*Extracted entries*:
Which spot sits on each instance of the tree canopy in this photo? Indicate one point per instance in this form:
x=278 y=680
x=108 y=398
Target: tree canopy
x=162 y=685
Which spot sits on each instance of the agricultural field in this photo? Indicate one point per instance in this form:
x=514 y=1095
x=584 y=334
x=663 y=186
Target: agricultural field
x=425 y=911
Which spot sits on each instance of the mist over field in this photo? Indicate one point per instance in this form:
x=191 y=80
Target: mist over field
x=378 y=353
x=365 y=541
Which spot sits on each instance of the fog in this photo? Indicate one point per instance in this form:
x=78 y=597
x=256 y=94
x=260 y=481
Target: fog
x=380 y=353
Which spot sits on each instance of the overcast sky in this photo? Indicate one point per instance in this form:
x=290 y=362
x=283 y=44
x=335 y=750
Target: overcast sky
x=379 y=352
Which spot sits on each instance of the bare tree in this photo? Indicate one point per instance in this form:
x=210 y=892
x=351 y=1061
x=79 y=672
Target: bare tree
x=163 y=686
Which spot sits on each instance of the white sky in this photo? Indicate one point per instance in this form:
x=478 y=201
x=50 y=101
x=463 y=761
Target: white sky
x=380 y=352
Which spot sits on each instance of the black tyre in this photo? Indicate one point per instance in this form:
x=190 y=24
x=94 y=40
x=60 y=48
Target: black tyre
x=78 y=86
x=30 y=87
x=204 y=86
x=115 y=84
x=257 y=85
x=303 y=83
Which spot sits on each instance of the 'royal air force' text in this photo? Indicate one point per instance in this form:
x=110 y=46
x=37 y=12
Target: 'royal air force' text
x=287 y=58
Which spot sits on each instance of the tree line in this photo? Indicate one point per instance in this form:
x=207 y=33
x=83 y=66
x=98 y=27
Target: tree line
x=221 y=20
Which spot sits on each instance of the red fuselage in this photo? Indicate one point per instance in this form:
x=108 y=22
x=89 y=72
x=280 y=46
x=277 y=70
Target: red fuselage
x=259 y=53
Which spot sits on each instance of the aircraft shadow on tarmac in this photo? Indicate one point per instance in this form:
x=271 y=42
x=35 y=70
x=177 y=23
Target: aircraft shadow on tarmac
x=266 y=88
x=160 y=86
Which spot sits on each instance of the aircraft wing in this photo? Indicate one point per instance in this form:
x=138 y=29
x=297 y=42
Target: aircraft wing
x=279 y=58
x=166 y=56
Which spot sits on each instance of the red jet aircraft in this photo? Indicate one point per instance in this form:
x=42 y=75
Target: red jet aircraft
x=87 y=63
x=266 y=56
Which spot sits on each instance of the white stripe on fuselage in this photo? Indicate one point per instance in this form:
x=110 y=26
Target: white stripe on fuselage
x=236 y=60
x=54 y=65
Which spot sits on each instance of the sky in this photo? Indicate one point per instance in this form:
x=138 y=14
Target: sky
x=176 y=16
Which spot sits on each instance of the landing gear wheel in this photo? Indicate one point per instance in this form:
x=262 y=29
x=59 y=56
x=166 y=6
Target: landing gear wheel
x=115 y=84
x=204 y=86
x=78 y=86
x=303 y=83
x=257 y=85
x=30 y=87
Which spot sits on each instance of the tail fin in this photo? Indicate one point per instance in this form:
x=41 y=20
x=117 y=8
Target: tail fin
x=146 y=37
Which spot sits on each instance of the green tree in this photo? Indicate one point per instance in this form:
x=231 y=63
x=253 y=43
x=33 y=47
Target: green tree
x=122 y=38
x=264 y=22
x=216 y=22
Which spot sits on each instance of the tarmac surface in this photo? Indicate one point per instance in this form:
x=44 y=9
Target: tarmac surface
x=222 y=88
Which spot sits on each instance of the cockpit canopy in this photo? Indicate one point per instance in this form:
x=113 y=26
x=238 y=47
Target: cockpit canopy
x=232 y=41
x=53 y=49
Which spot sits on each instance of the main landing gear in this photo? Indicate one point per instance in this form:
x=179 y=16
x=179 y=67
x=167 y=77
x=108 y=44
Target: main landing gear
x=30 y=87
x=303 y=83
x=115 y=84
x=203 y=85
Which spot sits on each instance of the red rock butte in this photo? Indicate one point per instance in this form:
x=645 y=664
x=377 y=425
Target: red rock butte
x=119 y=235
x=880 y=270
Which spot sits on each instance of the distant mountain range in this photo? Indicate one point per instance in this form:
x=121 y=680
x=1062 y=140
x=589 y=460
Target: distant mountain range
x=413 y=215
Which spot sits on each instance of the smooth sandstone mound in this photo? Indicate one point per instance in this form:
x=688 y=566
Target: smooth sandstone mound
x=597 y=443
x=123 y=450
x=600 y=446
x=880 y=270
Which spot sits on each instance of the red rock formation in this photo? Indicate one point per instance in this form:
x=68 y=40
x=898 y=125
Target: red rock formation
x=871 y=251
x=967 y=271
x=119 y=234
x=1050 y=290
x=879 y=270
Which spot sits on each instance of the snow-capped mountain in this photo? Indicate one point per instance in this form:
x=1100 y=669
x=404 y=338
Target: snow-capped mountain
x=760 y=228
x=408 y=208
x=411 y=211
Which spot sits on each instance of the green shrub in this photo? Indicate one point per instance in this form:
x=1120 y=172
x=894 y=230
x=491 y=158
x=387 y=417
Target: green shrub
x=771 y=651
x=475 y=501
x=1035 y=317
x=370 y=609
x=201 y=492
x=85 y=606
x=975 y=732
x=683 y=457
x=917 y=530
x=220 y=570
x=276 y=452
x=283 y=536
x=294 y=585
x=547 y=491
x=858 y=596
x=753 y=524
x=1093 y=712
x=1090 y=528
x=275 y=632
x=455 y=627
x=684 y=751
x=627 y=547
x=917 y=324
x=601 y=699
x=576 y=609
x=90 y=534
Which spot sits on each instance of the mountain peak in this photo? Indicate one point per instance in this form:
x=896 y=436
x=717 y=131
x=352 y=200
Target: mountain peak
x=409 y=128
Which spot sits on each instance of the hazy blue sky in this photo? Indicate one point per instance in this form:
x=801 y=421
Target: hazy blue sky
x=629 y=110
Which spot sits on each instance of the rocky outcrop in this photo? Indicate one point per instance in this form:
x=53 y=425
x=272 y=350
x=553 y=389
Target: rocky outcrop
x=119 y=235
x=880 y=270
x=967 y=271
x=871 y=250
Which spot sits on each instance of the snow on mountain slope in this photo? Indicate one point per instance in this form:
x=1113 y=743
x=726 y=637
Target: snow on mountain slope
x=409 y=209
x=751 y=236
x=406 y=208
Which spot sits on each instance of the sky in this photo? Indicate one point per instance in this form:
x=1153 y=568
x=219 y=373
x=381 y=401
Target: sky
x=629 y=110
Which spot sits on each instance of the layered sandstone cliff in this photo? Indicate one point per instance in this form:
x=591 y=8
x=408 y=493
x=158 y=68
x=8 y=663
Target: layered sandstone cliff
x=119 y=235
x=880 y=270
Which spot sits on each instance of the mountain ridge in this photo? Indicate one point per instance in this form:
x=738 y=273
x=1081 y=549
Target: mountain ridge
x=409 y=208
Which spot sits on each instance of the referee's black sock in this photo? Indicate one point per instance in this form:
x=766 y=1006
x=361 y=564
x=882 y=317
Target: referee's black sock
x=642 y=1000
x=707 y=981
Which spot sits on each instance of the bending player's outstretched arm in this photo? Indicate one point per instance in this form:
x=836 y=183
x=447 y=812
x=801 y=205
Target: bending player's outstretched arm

*Task brief*: Reproduce verbatim everything from the start of the items above down to the line containing "x=365 y=541", including both of those lines.

*Written answer*:
Which spot sits on each instance of the tree canopy in this photo? Indicate one point per instance in this form:
x=278 y=680
x=108 y=398
Target: tree canopy
x=162 y=685
Which spot sits on each instance of the agricultural field in this photo? Indicate one point per instance in this form:
x=514 y=1095
x=584 y=334
x=663 y=186
Target: agricultural field
x=425 y=911
Which spot sits on each instance of the mist over field in this photo? Indicate one point per instance in this form:
x=191 y=80
Target: mist over field
x=378 y=353
x=365 y=541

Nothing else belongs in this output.